● PROBLEM TO WORK ON
Beginning with the line containing "Check that every instance of the person" and ending with the last line, repeat the records exactly.

-- START OF ENTRIES PROVIDED --

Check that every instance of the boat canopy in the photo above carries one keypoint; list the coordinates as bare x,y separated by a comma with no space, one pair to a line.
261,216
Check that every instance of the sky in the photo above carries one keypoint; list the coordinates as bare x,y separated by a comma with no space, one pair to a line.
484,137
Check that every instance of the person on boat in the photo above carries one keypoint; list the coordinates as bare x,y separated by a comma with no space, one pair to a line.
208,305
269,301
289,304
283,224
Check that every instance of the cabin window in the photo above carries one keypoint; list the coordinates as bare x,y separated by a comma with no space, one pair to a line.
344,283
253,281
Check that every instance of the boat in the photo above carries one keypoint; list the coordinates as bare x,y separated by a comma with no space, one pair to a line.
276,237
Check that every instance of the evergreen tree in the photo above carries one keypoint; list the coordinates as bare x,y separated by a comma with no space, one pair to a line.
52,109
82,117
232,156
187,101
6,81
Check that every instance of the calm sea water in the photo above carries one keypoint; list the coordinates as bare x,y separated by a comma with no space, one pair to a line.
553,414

-- END OF ENTRIES PROVIDED --

● WORKED ANSWER
Check that every instance of the person on boat in the photo above carries one keypoint; list the coordinates as bare x,y separated by a comma with no space, one pair to a line.
208,305
269,301
289,304
283,224
Check that every instance of the cabin window in the photo above carries one keypoint; list the coordinates as bare x,y separated by a comma with no space, one pair to a line.
344,283
253,281
Check that every instance of the boat in the photo above carries one keypoint; list the coordinates as bare x,y separated by a comma with no space, one pair to a line.
276,237
Check that every instance of the evergreen tree in the photo above carries one keypoint; list the coordinates as bare x,y separated by a comma with no space, one pair to a line.
52,109
82,117
232,156
187,101
6,81
Check that every instance of the calm sea water in the photo above carries one keypoint; list the coordinates as bare x,y separated by a comma with no space, one pair to a line.
553,414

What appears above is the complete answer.